# [Goal of the exercise]
Every record below should be repeated exactly, with the pictures left out.

# [Records shown]
--- --- ---
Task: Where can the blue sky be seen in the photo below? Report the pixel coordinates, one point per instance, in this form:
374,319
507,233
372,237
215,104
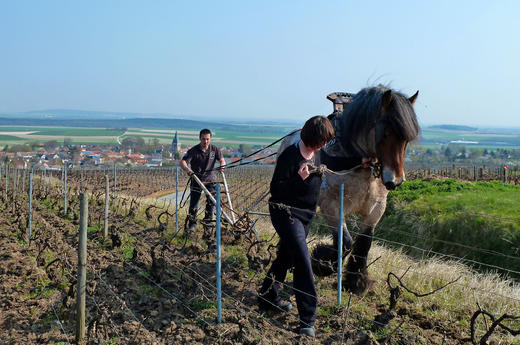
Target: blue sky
262,60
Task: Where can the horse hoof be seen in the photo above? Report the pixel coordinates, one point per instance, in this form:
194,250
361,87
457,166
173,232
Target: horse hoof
324,260
358,283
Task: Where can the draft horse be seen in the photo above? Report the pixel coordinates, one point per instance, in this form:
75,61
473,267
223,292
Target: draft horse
377,123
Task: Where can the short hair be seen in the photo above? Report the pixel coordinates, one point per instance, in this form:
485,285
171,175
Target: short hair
204,132
317,131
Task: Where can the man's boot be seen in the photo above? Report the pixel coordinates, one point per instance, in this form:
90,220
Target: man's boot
191,224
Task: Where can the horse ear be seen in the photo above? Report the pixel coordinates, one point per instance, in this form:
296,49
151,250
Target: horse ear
414,97
386,99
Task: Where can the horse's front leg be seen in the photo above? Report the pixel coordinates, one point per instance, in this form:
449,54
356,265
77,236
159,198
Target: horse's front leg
356,278
325,256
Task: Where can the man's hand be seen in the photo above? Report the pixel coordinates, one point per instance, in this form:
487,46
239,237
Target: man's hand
367,162
304,171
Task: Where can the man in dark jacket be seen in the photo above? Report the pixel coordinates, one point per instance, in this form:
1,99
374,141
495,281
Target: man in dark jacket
202,158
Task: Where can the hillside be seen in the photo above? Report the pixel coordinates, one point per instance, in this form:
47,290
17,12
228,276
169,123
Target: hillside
149,283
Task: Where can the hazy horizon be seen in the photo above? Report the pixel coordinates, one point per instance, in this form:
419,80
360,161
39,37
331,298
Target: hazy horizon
267,61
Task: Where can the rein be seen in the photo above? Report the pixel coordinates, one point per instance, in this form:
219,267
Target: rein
375,169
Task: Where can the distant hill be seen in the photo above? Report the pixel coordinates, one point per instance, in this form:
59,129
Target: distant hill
143,123
454,128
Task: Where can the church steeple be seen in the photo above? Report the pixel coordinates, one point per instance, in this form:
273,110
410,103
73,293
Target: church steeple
175,144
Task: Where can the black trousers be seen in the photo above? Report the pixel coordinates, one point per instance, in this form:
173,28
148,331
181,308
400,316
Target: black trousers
292,252
195,193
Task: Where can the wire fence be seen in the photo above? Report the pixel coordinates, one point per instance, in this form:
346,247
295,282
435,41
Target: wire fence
143,196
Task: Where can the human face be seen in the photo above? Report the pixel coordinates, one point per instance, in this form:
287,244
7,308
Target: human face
204,141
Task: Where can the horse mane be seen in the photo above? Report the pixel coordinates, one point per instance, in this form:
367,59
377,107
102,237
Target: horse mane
361,115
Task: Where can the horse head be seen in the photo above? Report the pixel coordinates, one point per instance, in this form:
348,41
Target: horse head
379,123
393,131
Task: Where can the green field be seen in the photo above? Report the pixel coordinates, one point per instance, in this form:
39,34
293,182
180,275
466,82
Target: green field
485,138
72,132
470,220
9,138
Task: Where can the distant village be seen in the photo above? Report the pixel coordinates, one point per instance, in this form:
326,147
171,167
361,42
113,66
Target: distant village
126,154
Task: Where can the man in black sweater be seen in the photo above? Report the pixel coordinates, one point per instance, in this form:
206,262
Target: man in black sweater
294,196
202,158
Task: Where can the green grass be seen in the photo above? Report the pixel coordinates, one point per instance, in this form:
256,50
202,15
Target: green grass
469,220
10,138
71,132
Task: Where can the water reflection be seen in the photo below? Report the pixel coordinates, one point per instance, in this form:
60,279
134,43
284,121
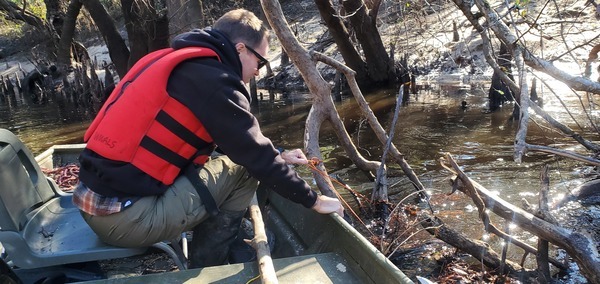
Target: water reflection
59,121
430,123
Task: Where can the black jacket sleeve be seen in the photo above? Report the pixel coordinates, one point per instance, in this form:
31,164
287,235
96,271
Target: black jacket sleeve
221,102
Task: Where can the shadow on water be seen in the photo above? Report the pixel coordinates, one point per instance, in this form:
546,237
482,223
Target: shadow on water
439,119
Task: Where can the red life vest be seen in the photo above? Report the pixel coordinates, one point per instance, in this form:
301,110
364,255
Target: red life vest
142,125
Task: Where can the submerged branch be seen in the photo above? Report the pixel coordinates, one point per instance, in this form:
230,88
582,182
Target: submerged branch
568,154
576,244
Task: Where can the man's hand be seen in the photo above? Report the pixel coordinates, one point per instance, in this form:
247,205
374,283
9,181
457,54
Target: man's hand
326,205
295,156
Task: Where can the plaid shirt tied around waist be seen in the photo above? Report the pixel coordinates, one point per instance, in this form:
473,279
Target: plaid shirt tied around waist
95,204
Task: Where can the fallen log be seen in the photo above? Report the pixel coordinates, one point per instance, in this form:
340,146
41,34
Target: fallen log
260,244
576,244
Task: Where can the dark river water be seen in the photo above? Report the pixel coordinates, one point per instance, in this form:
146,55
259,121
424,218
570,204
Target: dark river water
431,123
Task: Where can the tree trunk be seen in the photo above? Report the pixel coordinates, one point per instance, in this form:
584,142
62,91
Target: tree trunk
147,28
184,15
380,68
342,38
117,49
15,12
55,14
63,54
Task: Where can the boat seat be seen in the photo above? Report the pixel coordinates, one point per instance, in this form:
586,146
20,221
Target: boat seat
40,226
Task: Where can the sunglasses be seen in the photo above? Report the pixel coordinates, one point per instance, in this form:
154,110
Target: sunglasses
261,60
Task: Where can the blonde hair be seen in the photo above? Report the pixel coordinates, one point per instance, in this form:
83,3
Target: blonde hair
241,25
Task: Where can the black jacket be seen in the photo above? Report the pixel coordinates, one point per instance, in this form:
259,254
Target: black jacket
214,91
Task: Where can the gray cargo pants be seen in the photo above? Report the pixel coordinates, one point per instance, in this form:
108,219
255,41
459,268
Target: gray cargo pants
152,219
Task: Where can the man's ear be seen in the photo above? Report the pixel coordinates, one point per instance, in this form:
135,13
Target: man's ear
239,47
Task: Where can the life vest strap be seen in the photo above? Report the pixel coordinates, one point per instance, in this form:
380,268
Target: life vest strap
207,199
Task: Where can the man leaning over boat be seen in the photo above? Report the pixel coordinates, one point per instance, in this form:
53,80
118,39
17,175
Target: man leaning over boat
--- --- ---
# [Response below]
Task: Where can the blue sky be seen in the photo below? Report the pixel coordinates, one point per instance, in this form:
374,319
507,233
372,237
215,104
Target: blue sky
262,60
Task: Where can the horse hoof be seen in the photo above? Report the pixel coordinates, one point per instance, in this form:
194,250
361,87
457,166
173,232
Target: horse hoof
324,260
358,283
Task: Where can the draft horse be seen in the photo above? Report the pixel coordinates, one point per instance, in this form:
75,61
473,267
223,292
Target: draft horse
377,123
Task: Where can the short hair be seen in the photo above? Report the pixel coordinates, one point per instance, in this form:
485,285
171,175
Target: short hair
204,132
317,131
Task: Where can the man's boot be seen in the photo above? Report the pixel coordinates, one point per instance, in this form:
90,220
Target: man's boot
191,224
Task: Where can the horse ear be seen in the photo above? Report the pixel coordinates, one point per instance, in this form:
296,49
151,250
Target: horse ear
414,97
386,99
Task: Where can the horse's front leg be seen in the photo above? Report the pixel coordinates, one point per instance, in this form:
449,54
356,265
77,236
159,198
Target: horse's front leg
356,278
325,256
Task: Where can the man's hand be seen in the photo above? Report the pixel coordinates, one point per instance, in this form:
487,46
239,237
Target: man's hand
367,162
304,171
Task: Where can the man in dark jacket be seen in the photo above? Report the pixel coordinates, one point per instance, in this form:
1,99
374,141
495,281
Target: man in dark jacket
202,158
Task: Where can the hillside be seen in the photo above? Report the pixel coordinates, one point per instance, in this form:
47,290
17,12
228,276
169,123
Target: hillside
149,283
Task: Where can the hazy horizon be seen in the photo above? Report the pixel coordinates, one point per instance, in this form:
419,80
360,161
39,37
331,298
Target: hazy horizon
267,61
Task: Where can the rein be seen in the photo above? Report the pixel coordinates, one point per instance, in this form:
219,267
Target: rein
375,169
Task: Where can the distant hill be seen in the photo above? Report the pixel coordinates, one point per instance, in this form:
59,129
Target: distant hill
143,123
454,128
Task: Where can the church steeple be seen in the photo above? Report the pixel coordinates, one point per instance, in this form:
273,110
410,103
73,293
Target: church steeple
175,144
Task: Where can the black trousers be seen in the photo above? Report the pixel coordinates, one point per instance, in this form:
173,28
148,331
181,308
400,316
Target: black trousers
292,252
195,193
Task: Where can the wire fence be seen in the photo above? Report the pixel coordinates, one point per instance, in this form:
346,247
295,282
435,41
Target: wire fence
143,196
Task: Where can the human face be seen in the photo above? Report the pixel coordinates, one point per instance, in this form:
287,244
7,308
Target: human face
204,141
Task: Where can the horse mane be seen in the photo above? Report the pixel coordinates, one point per instance, in this form:
367,59
377,107
102,237
Target: horse mane
361,115
Task: Where can the horse head be seen in the photo above? Report the pixel coordinates, one point per instance, in this form:
348,41
Target: horse head
379,123
393,131
Task: Where can the green field be seen in the photo above? Report the pixel coordinates, one point per instance, in this form:
39,34
293,182
180,275
466,82
Target: green field
485,138
72,132
470,220
9,138
Task: Where can the distant village be seen in the photo above? Report the pixel coordinates, one point per instance, in this form:
326,147
171,167
361,42
113,66
Target: distant village
126,154
Task: Where can the man in black sweater be seen in the photo above? Report the pixel coordinates, one point per instance, in this form:
206,262
Target: man in black sweater
294,196
202,158
Task: Where can the green grass be seen in the photo above? Report the pixel coordinates, one point per instance, in this form:
256,50
202,15
Target: green grass
469,220
10,138
71,132
Task: Where can the water reflection be seen in the photo below? Report the pixel coordinates, one point per instance, in this form:
60,279
134,43
284,121
Target: water reflection
59,121
430,123
Task: Where can the black jacket sleeve be seen in the photo above? Report the pixel coordinates, one point per instance, in this form:
31,164
287,235
96,271
Target: black jacket sleeve
221,102
Task: Where can the shadow on water be seen in the photo above? Report the pixel coordinates, one point per instance, in this form:
546,237
482,223
Target: shadow on water
439,119
Task: Where can the red life vest be seen in the photo above? Report the pixel coordinates, one point per instance, in this form:
301,110
364,255
Target: red life vest
142,125
Task: Where can the submerged branch be seen in the photo above? Report the pixel coordinates, one point per instance, in this form:
230,88
582,182
Target: submerged branch
568,154
576,244
Task: Where can the man's hand be seen in the photo above? Report the pixel coordinates, one point per instance, in this form:
247,205
374,283
9,181
457,54
Target: man's hand
326,205
295,156
Task: Where can the plaid shirt tied around waist be seen in the photo above? Report the pixel coordinates, one point per instance, in this form:
473,279
Target: plaid shirt tied around waist
95,204
Task: Where can the fallen log be seen in the photo above? Report the pixel coordinates, one point per instance, in this form:
340,146
41,34
Target: fallen log
260,244
576,244
Task: Where can the dark river water be seen in the photo above? Report the pixel coordinates, one point per instance, in this form:
146,55
259,121
424,218
570,204
Target: dark river water
431,123
Task: Where can the tree trunk be seen in the photo above? Report the pixel coordinates, one point per instance, in this form:
584,142
62,91
Target: tree trunk
147,28
184,15
380,68
342,38
117,49
15,12
55,14
63,54
Task: Where can the boat seat be seen in the photo above? Report the pixel coordinates, one point per instance, in this form:
586,146
20,221
Target: boat seat
40,226
Task: Where can the sunglasses be seen in the photo above? Report the pixel coordinates, one point per instance, in this form:
154,110
Target: sunglasses
261,60
Task: Where can the blonde hair be seen in the photo above? Report the pixel coordinates, one point per instance, in this form:
83,3
Target: blonde hair
241,25
Task: Where can the black jacket be seen in the photo above? Report the pixel coordinates, one point per instance, in this form:
259,254
Target: black jacket
214,91
Task: Where can the gray cargo pants be seen in the photo above? Report the pixel coordinates, one point per instance, in this form:
108,219
255,41
459,268
Target: gray cargo pants
152,219
Task: Where can the man's ear be seen in the photo above? Report the pixel coordinates, one point per instance, in this form:
135,13
Target: man's ear
239,47
Task: Where can the life vest strap be seen in the photo above? Report the pixel coordinates, one point per instance, in this form:
380,268
Target: life vest strap
207,199
Task: Where can the man leaning over boat be seen in the photo above? Report the pixel coordinates, one point per instance, in this form:
53,80
118,39
17,175
Target: man leaning over boat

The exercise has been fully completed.